## DATA
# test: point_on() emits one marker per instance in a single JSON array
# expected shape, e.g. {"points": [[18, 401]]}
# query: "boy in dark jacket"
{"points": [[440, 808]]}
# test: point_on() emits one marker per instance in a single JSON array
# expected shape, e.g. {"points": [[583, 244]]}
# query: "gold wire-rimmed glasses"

## TASK TO COMPLETE
What you return must match the data line for line.

## RESULT OF THE EXERCISE
# test: point_on() emits one marker per instance in a single JSON array
# expected shape, e.g. {"points": [[18, 401]]}
# query: "boy in dark jacket"
{"points": [[440, 808]]}
# test: point_on() emits one marker per instance in a single JSON array
# expected shape, e.g. {"points": [[583, 244]]}
# query: "gold wire-rimmed glasses"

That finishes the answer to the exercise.